Work required. Please output exactly the run of lines that starts at the line with "of the building" and ends at the last line of the records below.

Information provided.
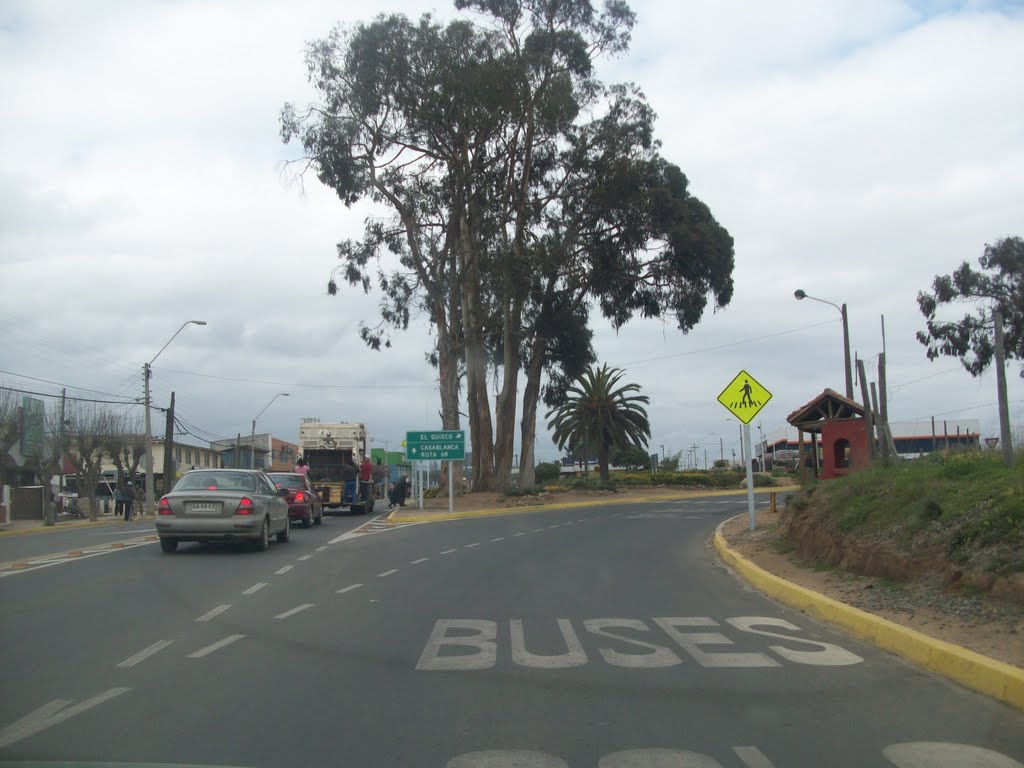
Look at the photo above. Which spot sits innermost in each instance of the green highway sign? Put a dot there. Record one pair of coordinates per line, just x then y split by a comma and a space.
443, 444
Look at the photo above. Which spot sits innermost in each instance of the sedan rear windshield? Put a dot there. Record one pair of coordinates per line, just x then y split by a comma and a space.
288, 481
216, 481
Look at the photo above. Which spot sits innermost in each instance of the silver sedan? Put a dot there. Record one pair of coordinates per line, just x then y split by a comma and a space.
222, 505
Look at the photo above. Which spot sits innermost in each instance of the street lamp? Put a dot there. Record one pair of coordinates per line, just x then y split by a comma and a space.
252, 435
801, 295
146, 373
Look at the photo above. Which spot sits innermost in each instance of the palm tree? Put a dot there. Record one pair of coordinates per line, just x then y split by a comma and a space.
599, 414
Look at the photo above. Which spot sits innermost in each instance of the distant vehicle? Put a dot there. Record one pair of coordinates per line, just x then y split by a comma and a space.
303, 502
333, 453
223, 505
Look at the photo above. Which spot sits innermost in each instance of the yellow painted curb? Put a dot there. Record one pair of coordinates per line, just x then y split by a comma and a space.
395, 517
988, 676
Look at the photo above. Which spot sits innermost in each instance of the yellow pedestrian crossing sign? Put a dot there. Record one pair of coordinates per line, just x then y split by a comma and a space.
744, 396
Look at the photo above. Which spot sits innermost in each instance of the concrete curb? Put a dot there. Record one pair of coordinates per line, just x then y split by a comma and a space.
988, 676
395, 517
70, 526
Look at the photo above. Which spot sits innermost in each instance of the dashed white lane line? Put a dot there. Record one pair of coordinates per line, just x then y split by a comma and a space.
215, 612
293, 611
145, 653
215, 646
50, 714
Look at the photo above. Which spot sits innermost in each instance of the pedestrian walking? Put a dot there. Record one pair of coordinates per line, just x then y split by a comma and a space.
119, 501
129, 495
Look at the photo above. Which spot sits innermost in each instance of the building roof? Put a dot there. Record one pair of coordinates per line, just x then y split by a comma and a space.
828, 406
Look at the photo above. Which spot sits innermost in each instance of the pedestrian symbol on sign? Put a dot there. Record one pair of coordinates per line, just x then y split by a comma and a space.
744, 396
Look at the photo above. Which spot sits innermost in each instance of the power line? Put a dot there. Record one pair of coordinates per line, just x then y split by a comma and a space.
731, 343
61, 384
70, 397
299, 384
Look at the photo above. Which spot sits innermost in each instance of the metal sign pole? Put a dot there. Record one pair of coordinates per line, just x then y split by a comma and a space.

Written solution.
Look at the photo above. Which spot sits innermost in each instance of the building roof? Put a dot there. Record one pair of coordinates per line, just x then y split by a comma and a space.
828, 406
Look at the photo above. Which spot sits innermost in each instance of the pedestrian symbol on sign? Put a dot there. Record one pair of coordinates per line, just x then y split by a comma and a space.
744, 396
Look at the photo above. Which spot sits innermost in each instance of the power line? Put a dot there. Record one pair of coordinates per line, just x then y split by a comma and a space.
731, 343
61, 384
70, 397
299, 384
Look at the photo above. Which spot sits innermost in each instance of the metal sign pole? Put a dot there. Record one pair of coordinates per line, just x then y split by a comma and a space.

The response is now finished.